EXERCISE DETAILS: Return the data below exactly, minus the pictures.
==========
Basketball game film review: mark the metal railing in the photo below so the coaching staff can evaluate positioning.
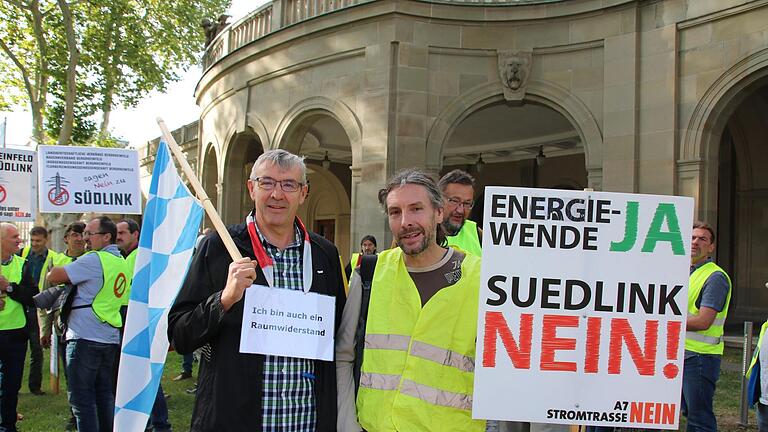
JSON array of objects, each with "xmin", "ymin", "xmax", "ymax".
[{"xmin": 201, "ymin": 0, "xmax": 560, "ymax": 69}]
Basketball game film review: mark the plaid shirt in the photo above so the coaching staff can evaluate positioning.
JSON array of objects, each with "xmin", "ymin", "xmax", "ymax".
==========
REPLY TO THE EXERCISE:
Basketball game film review: mark the metal railing in the photo below so the coaching staff can evaluate positioning.
JSON array of objects, each with "xmin", "ymin", "xmax", "ymax".
[{"xmin": 201, "ymin": 0, "xmax": 560, "ymax": 69}]
Basketball game film review: mark the plaid shirt in the photo above so the coaching staff can evaluate positioning.
JSON array of objects, each with "xmin", "ymin", "xmax", "ymax".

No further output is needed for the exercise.